§ EXERCISE REQUIREMENTS:
Please transcribe the entries exactly and omit the images they contain.

-- Opening Marker --

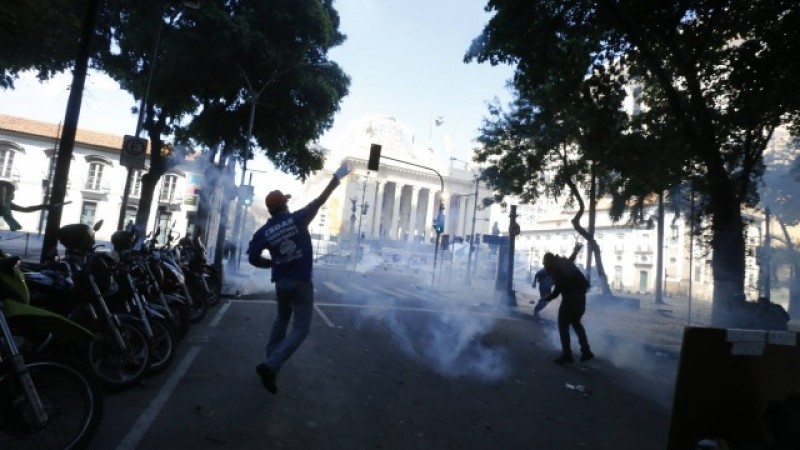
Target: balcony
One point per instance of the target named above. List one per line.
(95, 191)
(171, 202)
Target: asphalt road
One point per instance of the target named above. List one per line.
(389, 365)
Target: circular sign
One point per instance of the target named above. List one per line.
(135, 147)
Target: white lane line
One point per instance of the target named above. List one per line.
(324, 317)
(219, 315)
(333, 287)
(362, 289)
(132, 439)
(392, 293)
(413, 294)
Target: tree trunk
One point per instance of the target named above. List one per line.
(229, 189)
(592, 244)
(660, 252)
(727, 261)
(149, 183)
(592, 216)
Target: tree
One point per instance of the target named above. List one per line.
(779, 191)
(198, 90)
(38, 34)
(717, 77)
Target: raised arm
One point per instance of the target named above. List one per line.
(575, 251)
(317, 203)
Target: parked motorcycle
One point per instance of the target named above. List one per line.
(120, 355)
(177, 281)
(48, 399)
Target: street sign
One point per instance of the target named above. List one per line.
(134, 151)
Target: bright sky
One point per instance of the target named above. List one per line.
(404, 59)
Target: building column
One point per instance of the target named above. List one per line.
(377, 209)
(412, 219)
(430, 214)
(395, 219)
(463, 220)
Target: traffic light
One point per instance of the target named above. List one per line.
(438, 223)
(438, 227)
(374, 157)
(246, 192)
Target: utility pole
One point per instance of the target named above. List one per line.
(513, 231)
(660, 255)
(766, 253)
(67, 143)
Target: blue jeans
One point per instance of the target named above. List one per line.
(294, 298)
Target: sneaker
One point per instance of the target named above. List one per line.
(267, 378)
(565, 358)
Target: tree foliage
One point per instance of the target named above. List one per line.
(715, 77)
(202, 61)
(40, 35)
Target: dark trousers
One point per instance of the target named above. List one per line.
(569, 314)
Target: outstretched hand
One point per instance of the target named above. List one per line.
(56, 205)
(342, 171)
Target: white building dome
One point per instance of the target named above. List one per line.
(396, 138)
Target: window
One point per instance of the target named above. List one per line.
(6, 162)
(95, 179)
(136, 184)
(130, 216)
(168, 188)
(88, 212)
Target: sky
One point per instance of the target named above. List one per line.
(405, 59)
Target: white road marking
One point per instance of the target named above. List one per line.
(392, 293)
(413, 294)
(431, 310)
(333, 287)
(132, 439)
(324, 317)
(361, 289)
(219, 315)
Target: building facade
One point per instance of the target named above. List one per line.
(96, 180)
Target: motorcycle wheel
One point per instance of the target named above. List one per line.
(162, 344)
(72, 398)
(117, 369)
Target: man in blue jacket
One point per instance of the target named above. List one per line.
(288, 240)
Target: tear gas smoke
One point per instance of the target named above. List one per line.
(446, 337)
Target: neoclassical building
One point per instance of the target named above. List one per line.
(399, 201)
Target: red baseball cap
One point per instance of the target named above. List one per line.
(276, 199)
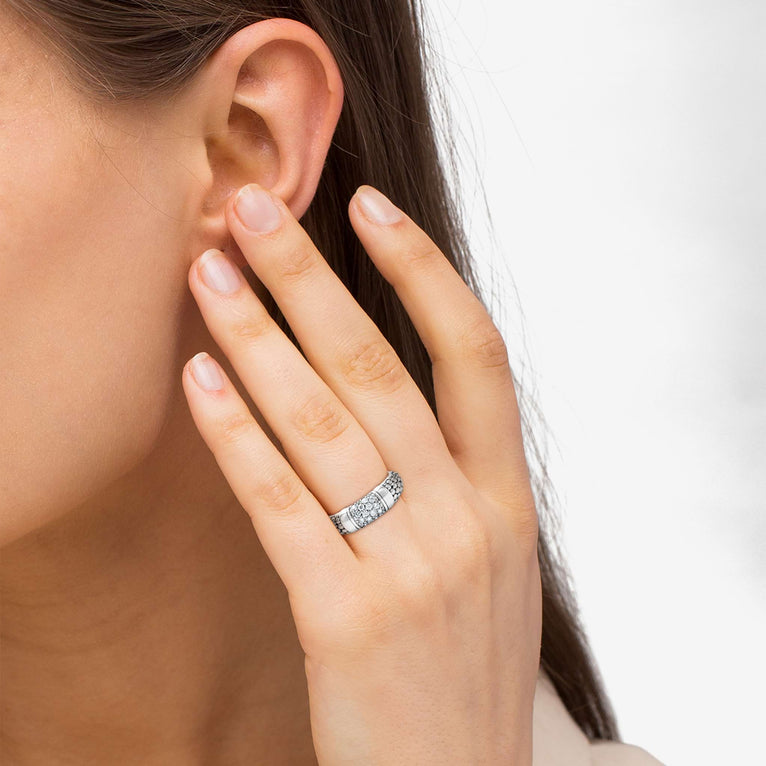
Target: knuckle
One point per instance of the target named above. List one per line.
(235, 428)
(482, 343)
(298, 263)
(373, 364)
(420, 253)
(251, 329)
(279, 494)
(321, 420)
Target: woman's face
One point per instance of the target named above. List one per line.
(100, 222)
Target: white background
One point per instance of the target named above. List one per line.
(621, 148)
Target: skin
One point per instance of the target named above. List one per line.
(170, 578)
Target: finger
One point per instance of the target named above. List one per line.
(308, 553)
(344, 346)
(323, 441)
(476, 402)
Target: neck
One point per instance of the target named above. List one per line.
(149, 627)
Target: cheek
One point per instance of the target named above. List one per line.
(92, 284)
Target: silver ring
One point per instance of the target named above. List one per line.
(370, 507)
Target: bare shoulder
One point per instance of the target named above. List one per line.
(621, 754)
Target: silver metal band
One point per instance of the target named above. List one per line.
(370, 507)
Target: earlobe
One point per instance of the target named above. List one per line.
(273, 94)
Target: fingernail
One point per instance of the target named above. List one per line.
(256, 209)
(377, 207)
(206, 372)
(218, 273)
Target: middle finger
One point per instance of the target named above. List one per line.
(343, 344)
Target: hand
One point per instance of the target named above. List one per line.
(422, 629)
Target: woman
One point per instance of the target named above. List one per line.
(146, 618)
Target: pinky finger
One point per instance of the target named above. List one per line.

-- Closing Marker --

§ EXERCISE RESULT:
Target: balcony
One point per instance of the target named above. List one per line.
(95, 191)
(171, 202)
Target: asphalt road
One point per instance of the target named above. List one per line.
(389, 365)
Target: circular sign
One point per instance of the target named above. List one per line.
(135, 147)
Target: white lane line
One point per instance of the target named above. List one per line.
(324, 317)
(219, 315)
(333, 287)
(362, 289)
(132, 439)
(392, 293)
(413, 294)
Target: tree trunk
One point per instance of the target named above. List one per line.
(229, 189)
(592, 244)
(660, 252)
(727, 261)
(149, 183)
(592, 216)
Target: tree
One point per instance of the target named above. List one per line.
(779, 191)
(198, 90)
(38, 34)
(717, 77)
Target: raised arm
One point per instance of the target named above. List one per line.
(575, 251)
(317, 203)
Target: parked motorcycle
One point per instance of the target named above. List one per line.
(120, 355)
(177, 281)
(48, 399)
Target: street sign
One point per instance of the target named above. List one per line.
(134, 151)
Target: bright sky
One point per instance of the target named above. List one per line.
(404, 59)
Target: building column
One point per instance of the target named above. List one per line.
(377, 209)
(412, 219)
(430, 214)
(395, 219)
(463, 220)
Target: traffic light
One point per instance of the target named above. List one per line.
(438, 223)
(438, 227)
(374, 157)
(246, 192)
Target: utility pole
One point per instance of the target named above. List one per line.
(513, 231)
(660, 255)
(766, 253)
(67, 143)
Target: blue jeans
One point per instance of the target named above. List one per line.
(294, 298)
Target: sneaker
One point per instance of the target named above. List one per line.
(267, 378)
(565, 358)
Target: tree foliage
One point per instance of the target named above. List one per line.
(715, 77)
(202, 61)
(40, 35)
Target: dark trousers
One point per instance of the target named above. List one per line.
(569, 314)
Target: outstretched hand
One point per instance of the target named above. List one per line.
(56, 205)
(342, 171)
Target: white building dome
One point per instance of the target named above. List one per line.
(396, 138)
Target: window
One point per instance of the target named above. List one per line.
(6, 162)
(95, 179)
(136, 184)
(130, 216)
(168, 188)
(88, 212)
Target: sky
One point per instance of the target named above. List one per line.
(405, 59)
Target: white road marking
One point per instance of the target named above. List one per line.
(392, 293)
(413, 294)
(431, 310)
(333, 287)
(132, 439)
(324, 317)
(361, 289)
(219, 315)
Target: building facade
One point per instance of the target named above. List one per line.
(96, 180)
Target: motorcycle wheel
One point per instance of the target named above. List one per line.
(162, 344)
(72, 398)
(117, 369)
Target: man in blue jacket
One point per instance of the target named above. List one per line.
(288, 240)
Target: tear gas smoke
One point per instance of the target named above. List one per line.
(446, 337)
Target: neoclassical building
One point per instance of the target named above. List one per line.
(399, 201)
Target: red baseball cap
One point per instance of the target named above. List one per line.
(276, 199)
Target: knuckle
One point per instance of the target named above. List one per line.
(235, 428)
(482, 343)
(298, 263)
(373, 364)
(420, 253)
(251, 329)
(279, 494)
(321, 420)
Target: woman's face
One point per instance of the target named above. List one per line.
(100, 222)
Target: white background
One point per instance of the target named above. List one per line.
(621, 148)
Target: skin
One point per instance of the target named above. List one per line.
(170, 578)
Target: finger
One point per instance of the target named above. List one per line.
(308, 553)
(344, 346)
(323, 441)
(476, 402)
Target: neck
One point per instance of the target named above. List one per line.
(149, 627)
Target: cheek
One point per instance of the target named above. List one per line.
(92, 284)
Target: silver ring
One point per instance of the target named above. List one per line.
(370, 507)
Target: bare shoulder
One point per instance of the target named above. List one per line.
(621, 754)
Target: silver metal band
One point per instance of the target named above. List one per line.
(370, 507)
Target: earlobe
One point per instance of the target named above. List one per line.
(273, 94)
Target: fingernail
One point per instance of the target named above. List one per line.
(256, 209)
(377, 207)
(206, 372)
(218, 273)
Target: middle finger
One point per instance of the target named above. List one per line.
(343, 344)
Target: hand
One point per instance of the target named above. List one per line.
(422, 629)
Target: woman
One point per instance of the target named above. List one per line.
(146, 618)
Target: pinky finger
One point per instance of the target named above. List one per line.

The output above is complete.